• _EXTRACTED TEXT_
──────────────────────────────
Housekeeper #1: The boy in 012, he sick boy. He have problem.
Housekeeper #2: It's Vegas, everybody has problems.
Housekeeper #1: No, he sick boy! He masturbates! He cokehead! All day long!

I couldn't blame her for making the assumption that I'm a chronic masturbator and hooked on coke. On days when I can't clean up my room before I run out to work, I leave behind at least one empty bottle of lotion and a Kleenex that may or may not contain evidence of a nosebleed. There are days I should just keep the "Do Not Disturb" sign on the door.

The simple fact is, the evidence is confusing. I'm too tired to pleasure myself, and I don't use cocaine (the one thing I don't need in my life is another addiction). In truth, no matter how much water I drink, I can't stay hydrated. No matter if I drink no booze for 48 hours, I can't stay hydrated. The result is lizard-like skin and frequent nosebleeds. Nothing I can do.

This is not for a great effort to remain healthy in an environment that caters to being as unhealthy as possible. I'm even betting on how healthy I can be.

The main source of food during the 16-hour workdays here is something they call The Poker Kitchen. Cold food involves wraps and salads. Hot food ranges from burgers to stromboli. Last year, I pretty much ate one piece of over-cooked pizza a day. This year, my first day on the ground, I accepted a bet from Pauly that I couldn't last the full seven weeks without eating a slice. To this moment, I'm good. However, this is the first day I have been tempted.
──────────────────────────────
• _EXTRACTED ENTRIES_
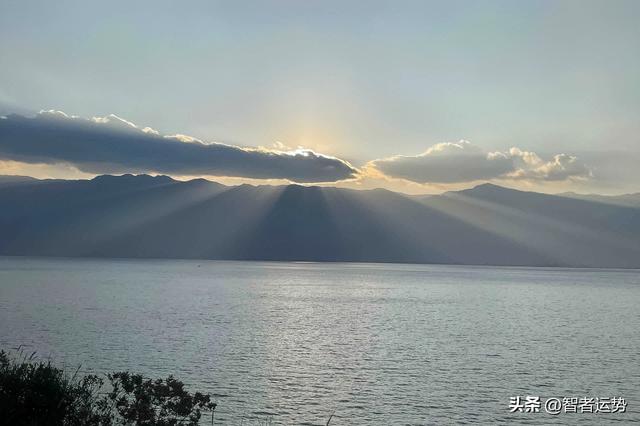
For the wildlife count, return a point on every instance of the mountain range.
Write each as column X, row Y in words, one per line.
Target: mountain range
column 158, row 217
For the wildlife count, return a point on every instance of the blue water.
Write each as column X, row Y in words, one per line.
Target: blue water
column 292, row 343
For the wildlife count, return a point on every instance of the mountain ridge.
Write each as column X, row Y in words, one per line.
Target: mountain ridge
column 142, row 216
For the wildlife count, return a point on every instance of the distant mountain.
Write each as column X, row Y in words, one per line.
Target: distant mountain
column 158, row 217
column 629, row 200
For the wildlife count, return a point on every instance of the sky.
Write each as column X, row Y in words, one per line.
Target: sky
column 418, row 97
──────────────────────────────
• _PROBLEM SET_
1. Answer these questions from the Las Vegas excerpt:
(a) Which room number does the first housekeeper mention?
(b) How many hours long are the workdays described?
(c) For how many weeks does the bet with Pauly require going without a slice of pizza?
2. Write the next part of the Las Vegas excerpt, starting right after "However, this is the first day I have been tempted."
The listing comes from a separate source and is unrelated to the Las Vegas excerpt.

• _TASK RESULTS_
1.
(a) 012
(b) 16 hours
(c) Seven weeks

2.
I'm $30 to the good in what Pauly calls "Throwing Things" prop bets, in which one or the other of us tosses something (water bottles, matchbooks, a Milwaukee's Best show girl) into a container. Also so far this year, I have accepted no prop bets that require me eating or drinking anything. Last year, I made hundreds of dollars on those (note: crayons are easier than daiquiris and crackers).

In a dream world, I could set up a staged scenario in which the housekeeper walks in on me, Pauly, and six of our friends from South America. The room would be a snowstorm of cocaine and an oil slick of Jergens.

My first question to the maid would be, "Would you eat two Keno crayons for $400?"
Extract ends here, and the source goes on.